*** SOURCE EXCERPT

DOROTHY: But Berlin and Snow Hill were rivals. They were just as much rivals as they could be. Oh, dear, we did fight them, you know, in all sports, and they used to have what they called Field Day. You just can’t imagine it, but there was a lot of school spirit and the men in town supported the school so much that way.

INTERVIEWER: And that was really good for the whole community.

DOROTHY: It was. It was very good and I can remember that the men used to come down and play baseball against the boy’s school baseball team and you know just to give them practice and things like that. They were very good to them.

INTERVIEWER: Did your husband go through eleven grades?

DOROTHY: Yes. They didn’t have twelve grades here until-I believe Tom was the first and he graduated in ’52 and I think he was the first year twelfth grade. He went to Snow Hill and graduated there.

INTERVIEWER: Now, can you think of anything else about Berlin that was remarkable? You rode the trains?

DOROTHY: Oh, yes. We had two trains on the BC&A and two on the Pennsylvania.

******
*** ENTRIES SHOWN

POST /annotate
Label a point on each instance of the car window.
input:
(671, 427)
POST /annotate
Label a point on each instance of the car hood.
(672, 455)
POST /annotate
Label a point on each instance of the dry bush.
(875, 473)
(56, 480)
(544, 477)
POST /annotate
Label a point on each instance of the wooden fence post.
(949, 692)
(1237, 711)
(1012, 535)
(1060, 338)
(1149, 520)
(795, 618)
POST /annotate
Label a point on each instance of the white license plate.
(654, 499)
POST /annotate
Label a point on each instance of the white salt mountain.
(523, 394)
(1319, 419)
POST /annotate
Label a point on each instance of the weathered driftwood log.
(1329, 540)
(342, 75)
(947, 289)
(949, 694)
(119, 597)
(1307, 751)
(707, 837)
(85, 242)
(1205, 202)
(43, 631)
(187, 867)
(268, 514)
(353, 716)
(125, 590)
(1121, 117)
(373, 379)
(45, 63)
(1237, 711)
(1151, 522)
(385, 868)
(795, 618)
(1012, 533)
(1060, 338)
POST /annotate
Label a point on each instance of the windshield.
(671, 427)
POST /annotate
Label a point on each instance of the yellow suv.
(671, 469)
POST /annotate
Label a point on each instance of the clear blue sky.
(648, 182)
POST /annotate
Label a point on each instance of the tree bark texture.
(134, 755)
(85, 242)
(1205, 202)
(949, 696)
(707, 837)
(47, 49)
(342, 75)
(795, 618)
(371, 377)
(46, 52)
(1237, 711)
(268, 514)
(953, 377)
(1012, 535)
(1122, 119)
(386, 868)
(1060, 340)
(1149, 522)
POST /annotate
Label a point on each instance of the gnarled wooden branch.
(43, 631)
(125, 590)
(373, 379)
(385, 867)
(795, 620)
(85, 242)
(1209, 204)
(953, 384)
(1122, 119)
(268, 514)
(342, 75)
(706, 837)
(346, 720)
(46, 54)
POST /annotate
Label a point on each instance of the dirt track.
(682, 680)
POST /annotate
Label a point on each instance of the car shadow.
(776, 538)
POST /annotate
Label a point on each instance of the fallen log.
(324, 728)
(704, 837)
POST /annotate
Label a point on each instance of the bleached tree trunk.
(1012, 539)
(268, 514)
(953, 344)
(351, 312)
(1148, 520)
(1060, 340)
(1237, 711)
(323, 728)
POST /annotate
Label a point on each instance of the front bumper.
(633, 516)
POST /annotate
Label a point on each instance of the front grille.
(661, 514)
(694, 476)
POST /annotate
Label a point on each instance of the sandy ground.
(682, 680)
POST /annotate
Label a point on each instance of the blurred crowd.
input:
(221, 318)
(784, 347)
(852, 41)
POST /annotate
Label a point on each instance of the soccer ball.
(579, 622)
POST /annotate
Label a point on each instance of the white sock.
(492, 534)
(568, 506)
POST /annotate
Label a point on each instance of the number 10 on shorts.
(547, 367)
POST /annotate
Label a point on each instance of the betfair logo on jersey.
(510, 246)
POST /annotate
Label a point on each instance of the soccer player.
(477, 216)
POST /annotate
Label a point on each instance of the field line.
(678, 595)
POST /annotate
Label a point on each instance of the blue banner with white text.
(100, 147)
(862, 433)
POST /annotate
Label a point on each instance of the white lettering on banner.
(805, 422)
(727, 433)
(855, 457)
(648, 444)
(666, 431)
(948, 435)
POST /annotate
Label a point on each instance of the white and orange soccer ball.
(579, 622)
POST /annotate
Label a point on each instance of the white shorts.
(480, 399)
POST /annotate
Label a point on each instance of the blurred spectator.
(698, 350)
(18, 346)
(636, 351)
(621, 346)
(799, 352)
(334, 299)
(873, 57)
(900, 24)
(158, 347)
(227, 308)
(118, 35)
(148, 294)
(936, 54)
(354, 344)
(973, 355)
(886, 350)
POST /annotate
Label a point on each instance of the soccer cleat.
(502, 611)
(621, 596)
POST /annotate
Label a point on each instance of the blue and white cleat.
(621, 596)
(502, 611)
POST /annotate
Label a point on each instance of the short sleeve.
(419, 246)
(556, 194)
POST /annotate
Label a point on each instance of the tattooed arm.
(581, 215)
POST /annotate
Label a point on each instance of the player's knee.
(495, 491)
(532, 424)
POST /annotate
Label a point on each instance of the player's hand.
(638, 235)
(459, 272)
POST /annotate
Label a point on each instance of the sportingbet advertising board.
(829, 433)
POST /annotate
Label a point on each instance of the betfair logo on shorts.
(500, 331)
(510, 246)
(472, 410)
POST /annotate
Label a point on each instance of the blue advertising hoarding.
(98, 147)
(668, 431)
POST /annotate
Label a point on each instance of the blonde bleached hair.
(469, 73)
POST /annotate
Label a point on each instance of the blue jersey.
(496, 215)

******

• **TASK INSTRUCTIONS**
[a] Retype the passage of the interview about Berlin from "INTERVIEWER: And that" up to and including "rode the trains?".
[b] List every sentence in the interview about Berlin that the interviewer ends with a question mark.

• **ANSWERS BELOW**
[a]
INTERVIEWER: And that was really good for the whole community.

DOROTHY: It was. It was very good and I can remember that the men used to come down and play baseball against the boy’s school baseball team and you know just to give them practice and things like that. They were very good to them.

INTERVIEWER: Did your husband go through eleven grades?

DOROTHY: Yes. They didn’t have twelve grades here until-I believe Tom was the first and he graduated in ’52 and I think he was the first year twelfth grade. He went to Snow Hill and graduated there.

INTERVIEWER: Now, can you think of anything else about Berlin that was remarkable? You rode the trains?

[b]
Did your husband go through eleven grades?
Now, can you think of anything else about Berlin that was remarkable?
You rode the trains?